#### [TASK DESCRIPTION]
Rewrite the part of the text on test-time compute games starting at "Test-Time Compute Games" and ending at "and science benchmarks.", switching "inefficiency" to "waste".
=== DOCUMENT EXCERPT ===
Test-Time Compute Games
This addresses a market inefficiency problem for users of cloud-based LLM services, offering a novel mechanism to reduce overcharging, though it is incremental in applying auction theory to this domain.
The paper tackles the social inefficiency in LLM-as-a-service markets where providers overuse test-time compute to increase costs, and proposes a reverse second-price auction mechanism to align payments with marginal value, showing experimental results on models like Llama and Qwen across math and science benchmarks.
Test-time compute has emerged as a promising strategy to enhance the reasoning abilities of large language models (LLMs). However, this strategy has in turn increased how much users pay cloud-based providers offering LLM-as-a-service, since providers charge users for the amount of test-time compute they use to generate an output. In our work, we show that the market of LLM-as-a-service is socially inefficient: providers have a financial incentive to increase the amount of test-time compute, even if this increase contributes little to the quality of the outputs. To address this inefficiency, we introduce a reverse second-price auction mechanism where providers bid their offered price and (expected) quality for the opportunity to serve a user, and users pay proportionally to the marginal value generated by the winning provider relative to the second-highest bidder. To illustrate and complement our theoretical results, we conduct experiments with multiple instruct models from the $\texttt{Llama}$ and $\texttt{Qwen}$ families, as well as reasoning models distilled from $\texttt{DeepSeek-R1}$, on math and science benchmark datasets.
=== RECORD SET ===
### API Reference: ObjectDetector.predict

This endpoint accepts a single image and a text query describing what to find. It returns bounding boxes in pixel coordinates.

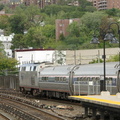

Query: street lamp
[90,23,120,91]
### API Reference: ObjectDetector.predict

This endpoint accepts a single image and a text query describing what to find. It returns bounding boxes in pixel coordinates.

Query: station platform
[69,92,120,120]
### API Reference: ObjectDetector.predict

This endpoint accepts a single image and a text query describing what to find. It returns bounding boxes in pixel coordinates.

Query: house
[0,34,14,58]
[15,48,66,65]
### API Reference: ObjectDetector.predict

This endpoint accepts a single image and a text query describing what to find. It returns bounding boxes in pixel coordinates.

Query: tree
[0,57,18,74]
[0,15,9,29]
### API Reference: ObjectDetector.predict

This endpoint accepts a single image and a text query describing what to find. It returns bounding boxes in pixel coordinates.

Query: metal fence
[73,81,117,95]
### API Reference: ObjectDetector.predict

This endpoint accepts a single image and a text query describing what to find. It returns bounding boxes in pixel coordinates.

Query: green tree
[9,14,25,34]
[0,4,4,10]
[11,34,27,49]
[0,15,9,29]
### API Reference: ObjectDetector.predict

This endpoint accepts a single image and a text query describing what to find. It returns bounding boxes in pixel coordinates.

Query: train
[19,62,120,99]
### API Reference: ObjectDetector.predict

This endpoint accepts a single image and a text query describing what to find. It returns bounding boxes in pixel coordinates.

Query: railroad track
[0,113,10,120]
[0,93,65,120]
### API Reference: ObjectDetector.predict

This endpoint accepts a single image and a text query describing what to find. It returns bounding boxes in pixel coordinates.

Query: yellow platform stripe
[71,96,120,105]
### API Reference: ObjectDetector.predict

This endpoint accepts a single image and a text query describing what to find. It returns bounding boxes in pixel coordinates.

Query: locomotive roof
[74,62,118,75]
[41,62,118,76]
[41,65,75,75]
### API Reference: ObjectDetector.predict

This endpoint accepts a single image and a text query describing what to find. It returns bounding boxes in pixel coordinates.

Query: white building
[15,49,66,65]
[0,34,14,58]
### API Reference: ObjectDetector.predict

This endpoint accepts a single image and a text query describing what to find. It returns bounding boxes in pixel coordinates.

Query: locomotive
[19,62,120,99]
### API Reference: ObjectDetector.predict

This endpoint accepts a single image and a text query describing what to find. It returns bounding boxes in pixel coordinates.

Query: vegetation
[0,43,18,75]
[0,0,120,71]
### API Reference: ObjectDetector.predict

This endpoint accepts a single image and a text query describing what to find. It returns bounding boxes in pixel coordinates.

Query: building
[0,34,14,58]
[93,0,120,10]
[55,18,80,40]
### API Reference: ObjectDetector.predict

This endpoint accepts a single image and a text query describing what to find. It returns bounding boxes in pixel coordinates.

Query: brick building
[93,0,120,10]
[55,18,80,40]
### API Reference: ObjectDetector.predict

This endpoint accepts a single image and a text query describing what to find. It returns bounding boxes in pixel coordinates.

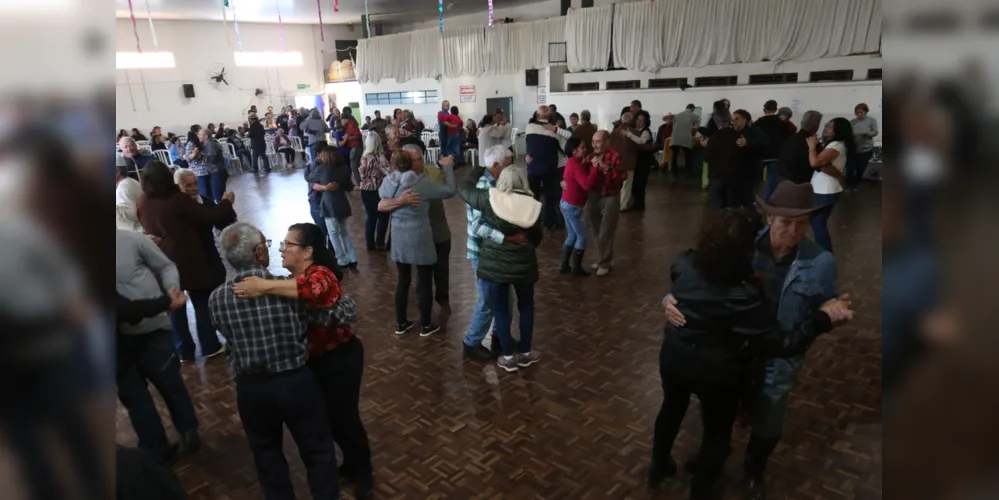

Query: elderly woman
[648,207,852,498]
[233,224,373,498]
[378,145,456,337]
[309,146,357,269]
[360,134,392,250]
[461,166,543,372]
[186,125,229,203]
[138,161,236,362]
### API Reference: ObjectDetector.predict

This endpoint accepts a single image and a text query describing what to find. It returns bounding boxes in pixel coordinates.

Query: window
[808,69,853,82]
[364,90,437,106]
[649,78,687,89]
[749,73,798,85]
[694,76,739,87]
[566,82,600,92]
[607,80,642,90]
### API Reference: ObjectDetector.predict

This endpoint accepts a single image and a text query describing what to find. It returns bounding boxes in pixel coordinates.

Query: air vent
[694,75,739,87]
[808,69,853,82]
[649,78,687,89]
[607,80,642,90]
[566,82,600,92]
[749,73,798,85]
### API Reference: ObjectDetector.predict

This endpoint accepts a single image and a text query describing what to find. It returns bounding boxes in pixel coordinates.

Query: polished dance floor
[116,169,882,500]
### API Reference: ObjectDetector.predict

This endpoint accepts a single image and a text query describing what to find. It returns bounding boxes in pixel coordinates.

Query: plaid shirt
[465,170,505,260]
[208,267,309,375]
[586,148,628,196]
===
#### [OUTPUT OF THE EXERCISE]
Test-Time Compute Games
This addresses a market waste problem for users of cloud-based LLM services, offering a novel mechanism to reduce overcharging, though it is incremental in applying auction theory to this domain.
The paper tackles the social waste in LLM-as-a-service markets where providers overuse test-time compute to increase costs, and proposes a reverse second-price auction mechanism to align payments with marginal value, showing experimental results on models like Llama and Qwen across math and science benchmarks.